Fragmento proporcionado -
* * * *
Opinión

¿Por qué nos acobardamos cuando más valientes deberíamos ser?

Cuando algo nos apasiona realmente no hay nada a lo que no

podamos enfrentarnos, ni dificultad que no intentemos superar. La perseverancia

no es otra cosa que cabezonería por algo que nos entusiasma y en lo que

creemos. Así que, en realidad, la perseverancia, más que una cualidad

intrínseca de la persona, es un estado mental transitorio. No hay personas perseverantes,

sino personas apasionadas por algo, y ese mismo sujeto al que vemos luchar a

brazo partido por aquello en lo que cree mostrará mucho menos tesón por un

proyecto que ni le va ni le viene.

Por esa razón, cuando ese temor tóxico al que hacíamos

referencia en el anterior post nos domina es señal inequívoca de que la pasión

por lo que hacemos brilla pos su ausencia. Como consecuencia incurrimos en

menos errores, pero también obtenemos menos éxitos. El miedo tóxico hace que

nos apoyemos conceptualmente mucho en el “NO” en lugar de el “Sí”, y nadie ha

emprendido con éxito jamás una aventura que comenzara con la palabra “NO”.
* * * *
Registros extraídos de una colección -
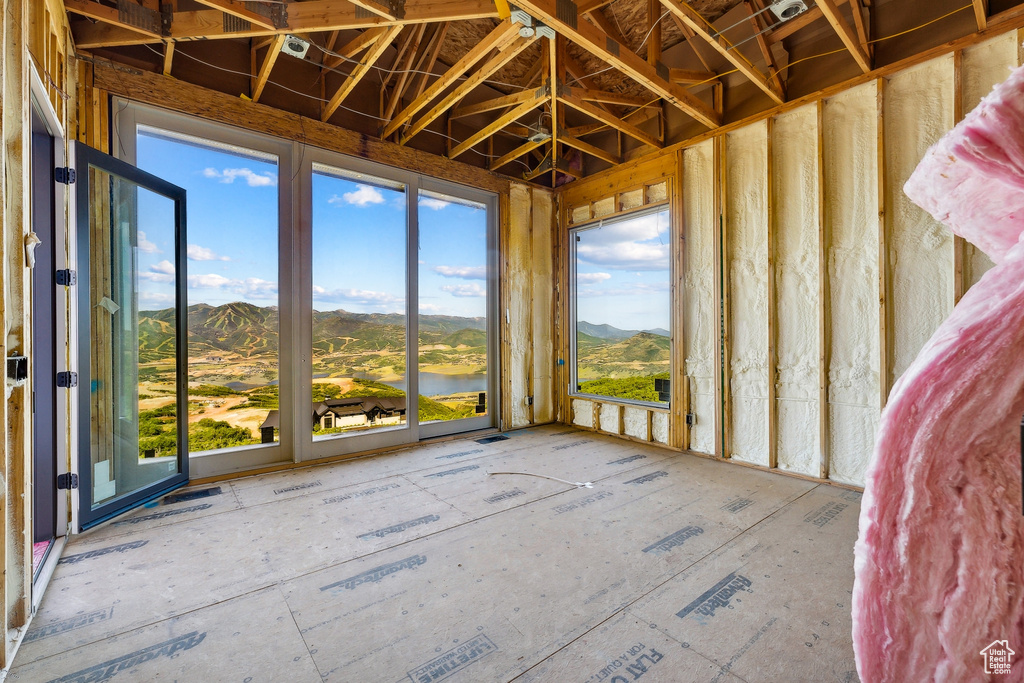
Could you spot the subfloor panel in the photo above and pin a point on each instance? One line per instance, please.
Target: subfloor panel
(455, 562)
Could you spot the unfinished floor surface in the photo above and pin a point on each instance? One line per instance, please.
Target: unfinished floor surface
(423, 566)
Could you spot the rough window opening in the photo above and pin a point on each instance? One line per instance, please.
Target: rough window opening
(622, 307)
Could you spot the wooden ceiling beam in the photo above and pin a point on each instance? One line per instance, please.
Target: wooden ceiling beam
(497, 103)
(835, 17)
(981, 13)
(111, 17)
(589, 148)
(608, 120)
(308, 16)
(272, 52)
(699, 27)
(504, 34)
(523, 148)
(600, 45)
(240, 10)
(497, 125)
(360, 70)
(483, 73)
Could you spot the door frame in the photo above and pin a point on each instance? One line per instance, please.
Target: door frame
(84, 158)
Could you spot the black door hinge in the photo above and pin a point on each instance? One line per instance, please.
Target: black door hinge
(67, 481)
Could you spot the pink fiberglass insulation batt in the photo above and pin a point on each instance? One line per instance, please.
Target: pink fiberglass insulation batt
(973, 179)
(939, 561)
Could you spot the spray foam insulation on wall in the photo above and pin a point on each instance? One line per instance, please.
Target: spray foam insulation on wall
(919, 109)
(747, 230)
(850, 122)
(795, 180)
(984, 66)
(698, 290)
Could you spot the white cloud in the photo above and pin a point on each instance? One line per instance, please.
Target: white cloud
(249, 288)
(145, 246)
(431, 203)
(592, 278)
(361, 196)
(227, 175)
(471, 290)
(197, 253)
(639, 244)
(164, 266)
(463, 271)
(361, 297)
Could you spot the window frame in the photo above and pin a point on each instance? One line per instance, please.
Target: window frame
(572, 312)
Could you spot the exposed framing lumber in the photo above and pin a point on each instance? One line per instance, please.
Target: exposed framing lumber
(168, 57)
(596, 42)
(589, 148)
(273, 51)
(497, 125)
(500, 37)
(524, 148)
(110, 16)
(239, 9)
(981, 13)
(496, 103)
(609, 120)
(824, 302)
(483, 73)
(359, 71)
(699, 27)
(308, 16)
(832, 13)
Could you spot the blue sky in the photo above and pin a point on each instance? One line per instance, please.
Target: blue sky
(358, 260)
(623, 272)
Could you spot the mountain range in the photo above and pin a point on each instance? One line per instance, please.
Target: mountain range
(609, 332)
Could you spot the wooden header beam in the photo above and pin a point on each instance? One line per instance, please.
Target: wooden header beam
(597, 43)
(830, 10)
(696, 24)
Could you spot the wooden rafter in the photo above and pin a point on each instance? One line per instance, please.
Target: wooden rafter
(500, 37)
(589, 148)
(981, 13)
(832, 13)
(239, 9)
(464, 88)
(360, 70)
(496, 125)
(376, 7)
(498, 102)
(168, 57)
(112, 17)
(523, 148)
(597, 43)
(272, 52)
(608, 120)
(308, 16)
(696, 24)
* * * *
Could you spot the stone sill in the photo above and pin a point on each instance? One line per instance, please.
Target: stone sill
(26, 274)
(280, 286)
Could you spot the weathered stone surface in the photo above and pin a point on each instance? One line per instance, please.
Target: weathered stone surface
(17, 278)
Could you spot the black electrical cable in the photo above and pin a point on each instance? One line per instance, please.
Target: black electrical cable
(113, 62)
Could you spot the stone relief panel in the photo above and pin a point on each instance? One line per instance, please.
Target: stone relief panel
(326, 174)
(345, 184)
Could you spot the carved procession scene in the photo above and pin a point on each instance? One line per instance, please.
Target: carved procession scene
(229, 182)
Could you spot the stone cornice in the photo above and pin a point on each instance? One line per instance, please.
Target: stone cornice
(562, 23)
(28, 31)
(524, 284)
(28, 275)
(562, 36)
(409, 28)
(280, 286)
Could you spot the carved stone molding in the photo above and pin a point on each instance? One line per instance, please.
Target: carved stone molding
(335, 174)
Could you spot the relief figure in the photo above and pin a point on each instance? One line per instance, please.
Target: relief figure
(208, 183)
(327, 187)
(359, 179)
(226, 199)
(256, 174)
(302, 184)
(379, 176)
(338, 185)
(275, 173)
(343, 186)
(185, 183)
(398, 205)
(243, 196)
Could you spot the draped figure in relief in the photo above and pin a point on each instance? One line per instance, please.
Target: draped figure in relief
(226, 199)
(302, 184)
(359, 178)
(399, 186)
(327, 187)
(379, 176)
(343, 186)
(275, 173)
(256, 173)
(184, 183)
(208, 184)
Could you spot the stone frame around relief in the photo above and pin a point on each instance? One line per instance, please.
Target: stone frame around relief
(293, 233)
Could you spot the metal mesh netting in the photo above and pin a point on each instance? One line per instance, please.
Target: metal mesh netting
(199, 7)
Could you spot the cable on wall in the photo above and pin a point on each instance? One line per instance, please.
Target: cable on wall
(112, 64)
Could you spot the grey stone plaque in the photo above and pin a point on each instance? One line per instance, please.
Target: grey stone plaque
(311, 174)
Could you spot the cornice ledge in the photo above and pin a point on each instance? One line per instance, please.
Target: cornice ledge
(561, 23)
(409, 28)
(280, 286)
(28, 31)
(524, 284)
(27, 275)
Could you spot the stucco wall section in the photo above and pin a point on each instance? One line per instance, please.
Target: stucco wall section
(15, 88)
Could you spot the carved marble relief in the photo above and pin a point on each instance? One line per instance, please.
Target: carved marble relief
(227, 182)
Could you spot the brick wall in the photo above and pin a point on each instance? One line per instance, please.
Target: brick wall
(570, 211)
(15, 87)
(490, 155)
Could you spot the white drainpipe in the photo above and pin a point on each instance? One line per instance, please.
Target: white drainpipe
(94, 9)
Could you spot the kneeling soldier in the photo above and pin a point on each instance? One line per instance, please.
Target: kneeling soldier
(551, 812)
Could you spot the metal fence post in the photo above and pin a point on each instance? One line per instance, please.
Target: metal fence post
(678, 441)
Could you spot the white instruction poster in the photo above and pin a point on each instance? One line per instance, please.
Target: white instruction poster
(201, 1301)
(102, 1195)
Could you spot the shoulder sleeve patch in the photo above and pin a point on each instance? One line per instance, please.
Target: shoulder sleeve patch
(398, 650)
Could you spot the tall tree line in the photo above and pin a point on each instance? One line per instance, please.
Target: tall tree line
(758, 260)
* * * *
Instrucciones -
A) Cita todas las oraciones del artículo de opinión en las que aparece la palabra "perseverancia" o "perseverantes".
B) Por favor, transcribe del artículo de opinión el pasaje que va desde "no es otra cosa" hasta "ni le viene.".

Respuestas dadas -
A)
- La perseverancia no es otra cosa que cabezonería por algo que nos entusiasma y en lo que creemos.
- Así que, en realidad, la perseverancia, más que una cualidad intrínseca de la persona, es un estado mental transitorio.
- No hay personas perseverantes, sino personas apasionadas por algo, y ese mismo sujeto al que vemos luchar a brazo partido por aquello en lo que cree mostrará mucho menos tesón por un proyecto que ni le va ni le viene.

B)
no es otra cosa que cabezonería por algo que nos entusiasma y en lo que

creemos. Así que, en realidad, la perseverancia, más que una cualidad

intrínseca de la persona, es un estado mental transitorio. No hay personas perseverantes,

sino personas apasionadas por algo, y ese mismo sujeto al que vemos luchar a

brazo partido por aquello en lo que cree mostrará mucho menos tesón por un

proyecto que ni le va ni le viene.